Selected passage ->

--- Begin ---

Despite Trump's public appeal, the response from allied governments has been cautious. US allies have been reluctant to provide military support for the US-Israeli strikes on Iran, though they have mobilised warships in response to the widening conflict. France's President Emmanuel Macron described any potential allied naval role as strictly 'defensive.'

Iran, meanwhile, has shown no sign of backing down. The Islamic Revolutionary Guard Corps (IRGC) said the Strait remained under its navy's control following the Kharg Island strikes. 'American aggressors and their allies have no right of passage,' an IRGC spokesperson said. 'Any attempt to move or transit will be targeted,' the IRGC added in a statement carried by Iranian state media. Experts warn that a military solution alone may not be sufficient. 'Without putting troops on both sides of the Strait of Hormuz and ensuring that you're able to prevent drones and mine attacks, I just don't see a military solution,' Mercogliano said.

--- End ---

[Detection examples]
--- Begin ---

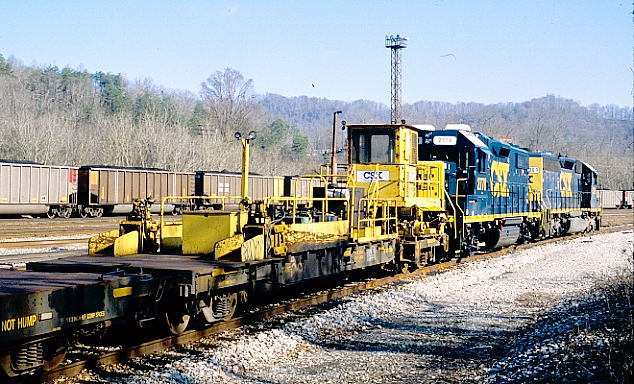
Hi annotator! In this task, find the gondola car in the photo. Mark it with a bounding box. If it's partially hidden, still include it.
[0,160,78,218]
[77,165,194,217]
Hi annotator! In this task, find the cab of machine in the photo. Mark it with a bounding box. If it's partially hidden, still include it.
[348,124,444,210]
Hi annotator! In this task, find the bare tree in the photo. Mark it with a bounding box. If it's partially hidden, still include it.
[200,68,253,138]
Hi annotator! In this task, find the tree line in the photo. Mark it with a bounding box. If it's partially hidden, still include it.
[0,55,634,189]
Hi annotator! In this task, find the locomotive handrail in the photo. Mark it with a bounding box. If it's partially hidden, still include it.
[356,198,398,240]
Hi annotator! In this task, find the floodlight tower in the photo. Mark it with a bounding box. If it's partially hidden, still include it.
[385,35,407,124]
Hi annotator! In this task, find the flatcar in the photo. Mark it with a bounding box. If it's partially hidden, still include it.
[0,124,600,374]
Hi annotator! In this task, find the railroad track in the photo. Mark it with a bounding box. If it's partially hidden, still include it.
[7,225,634,383]
[601,209,634,227]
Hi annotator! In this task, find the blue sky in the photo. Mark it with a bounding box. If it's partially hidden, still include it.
[0,0,633,106]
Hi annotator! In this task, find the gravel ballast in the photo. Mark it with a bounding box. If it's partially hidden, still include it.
[58,231,634,383]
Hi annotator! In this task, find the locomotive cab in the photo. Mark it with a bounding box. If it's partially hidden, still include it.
[348,124,445,211]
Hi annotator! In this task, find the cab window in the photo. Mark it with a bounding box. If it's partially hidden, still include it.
[352,131,394,163]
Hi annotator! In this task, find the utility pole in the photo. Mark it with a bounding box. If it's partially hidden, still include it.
[330,111,341,178]
[385,35,407,124]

--- End ---

Problem details ->
Carry on the passage about the Strait of Hormuz standoff from its last sentence. The data have nothing to do with what is asked here.

Response for this exercise ->
The Hormuz crisis is no longer just a military standoff — it is a stress test of an entire diplomatic posture. Trump built his second term on the premise that America did not need its allies, and the Strait of Hormuz has forced a very public reckoning with that assumption. The world's energy markets are bearing the cost while Washington waits to see whether the nations it once alienated will answer the call.